Express the lines as a two-column CSV, beginning with the line containing "For each instance of the insulator" and continuing through the end of the lines. Use the columns instruction and response, give each line and its answer one row, put each value in its own quoted field, and replace any line breaks with spaces.

Object pointing dataset lines:
>>>>
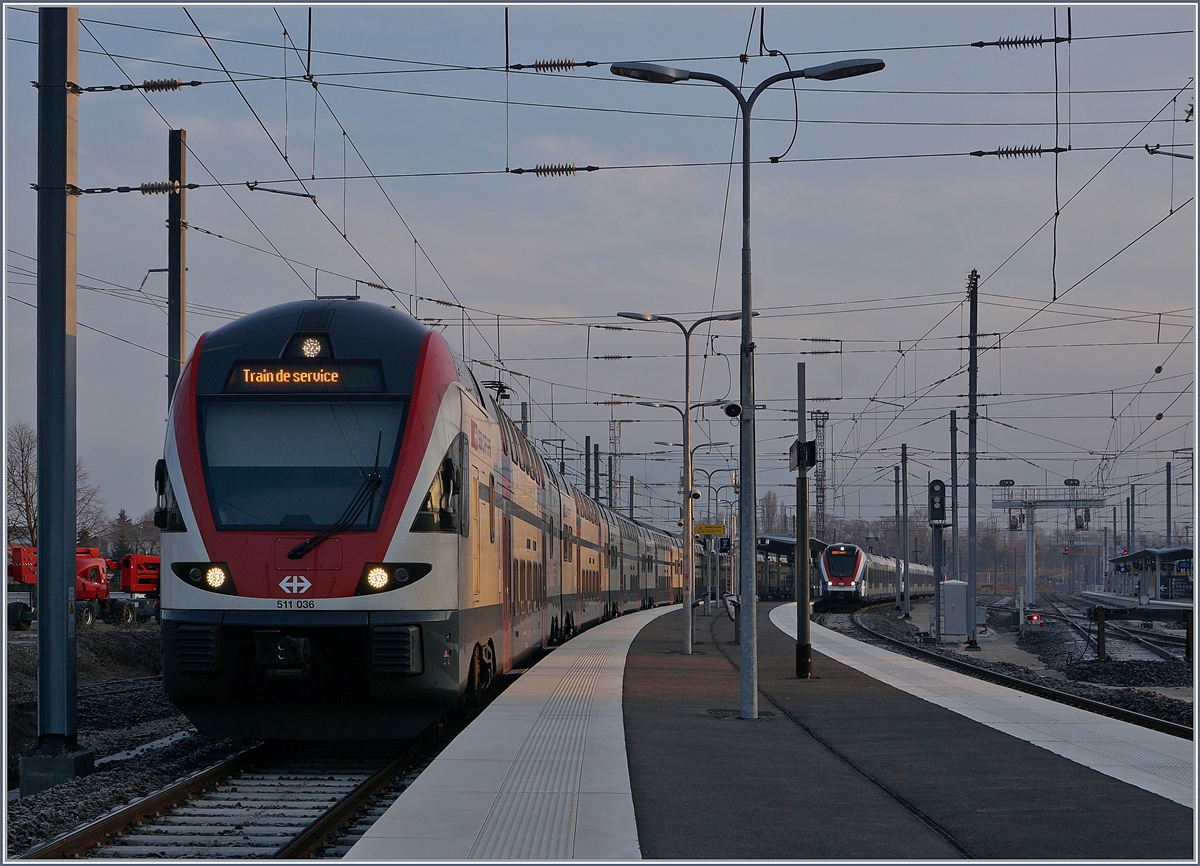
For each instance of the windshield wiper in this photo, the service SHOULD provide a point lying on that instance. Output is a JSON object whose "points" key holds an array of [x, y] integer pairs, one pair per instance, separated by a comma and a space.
{"points": [[365, 494], [363, 498]]}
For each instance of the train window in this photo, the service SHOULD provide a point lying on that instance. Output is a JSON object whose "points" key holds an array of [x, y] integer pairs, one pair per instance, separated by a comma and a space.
{"points": [[491, 506], [298, 465]]}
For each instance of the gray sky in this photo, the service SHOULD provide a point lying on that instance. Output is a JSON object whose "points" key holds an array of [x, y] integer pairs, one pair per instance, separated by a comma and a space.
{"points": [[864, 233]]}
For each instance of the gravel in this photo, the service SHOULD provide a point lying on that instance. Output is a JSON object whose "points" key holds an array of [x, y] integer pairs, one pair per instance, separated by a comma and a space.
{"points": [[1092, 680], [64, 807]]}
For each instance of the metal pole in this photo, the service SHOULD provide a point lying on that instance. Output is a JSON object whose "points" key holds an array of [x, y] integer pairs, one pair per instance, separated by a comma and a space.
{"points": [[1168, 503], [954, 494], [1030, 512], [177, 259], [937, 584], [801, 567], [587, 465], [57, 757], [689, 524], [899, 558], [972, 424], [609, 499], [748, 528], [1133, 524], [904, 483]]}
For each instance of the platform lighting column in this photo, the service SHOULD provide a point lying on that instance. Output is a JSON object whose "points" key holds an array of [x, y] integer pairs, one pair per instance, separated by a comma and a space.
{"points": [[801, 558], [689, 493], [665, 74], [972, 425], [904, 483]]}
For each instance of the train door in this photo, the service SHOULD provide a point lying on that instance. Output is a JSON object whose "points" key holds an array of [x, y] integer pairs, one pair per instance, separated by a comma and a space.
{"points": [[579, 577], [507, 578]]}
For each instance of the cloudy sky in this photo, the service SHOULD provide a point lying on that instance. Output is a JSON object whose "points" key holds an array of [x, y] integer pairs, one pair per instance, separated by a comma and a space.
{"points": [[863, 232]]}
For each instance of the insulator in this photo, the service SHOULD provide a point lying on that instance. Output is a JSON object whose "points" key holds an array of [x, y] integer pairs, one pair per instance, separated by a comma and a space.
{"points": [[555, 169], [1019, 42], [563, 65], [1013, 152], [156, 84]]}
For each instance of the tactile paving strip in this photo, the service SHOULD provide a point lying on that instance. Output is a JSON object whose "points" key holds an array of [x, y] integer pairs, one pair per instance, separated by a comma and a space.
{"points": [[534, 813]]}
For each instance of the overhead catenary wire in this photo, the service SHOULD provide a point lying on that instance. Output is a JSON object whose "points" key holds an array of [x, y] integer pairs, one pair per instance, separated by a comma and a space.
{"points": [[193, 154]]}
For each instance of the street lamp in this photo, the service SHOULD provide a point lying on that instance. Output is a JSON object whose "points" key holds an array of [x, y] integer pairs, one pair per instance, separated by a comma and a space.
{"points": [[689, 545], [689, 548], [666, 74], [709, 476]]}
<<<<
▶ [Complete answer]:
instruction,response
"For each instance of the insulator in this photo, the service SHOULD provide a point lying on that instance. Output is a JSON object whose ""points"" key holds an array of [x, y] integer pairs, one pair per instance, separated by a comma and a space.","{""points"": [[555, 169], [1019, 42], [563, 65], [1013, 152], [156, 84]]}"
"For each instance of the tactile paving strip in this photo, the service SHOULD provide a point lying on that instance. Output is a JSON object whose ""points"" key holds an array of [x, y] integer pairs, one pair per instance, separated by a comma and a space.","{""points"": [[534, 813]]}"
"For each instance of the overhead catenary wire in this photo, the service SHOULD provide a point lying on that instance. Output is a JSON object whose ""points"" key holds an array of [x, y] integer pairs, one pair per instance, separated by a comma and a space.","{""points"": [[193, 154]]}"
"For each instance of the street lamp in this photo, the service SHOULD provide a point lying on that instance. Output is a JSON object whose ""points"" key holds an array of [x, y] integer pairs, one pair per instance, separated by a comma and a space.","{""points"": [[689, 545], [689, 548], [666, 74], [709, 476]]}"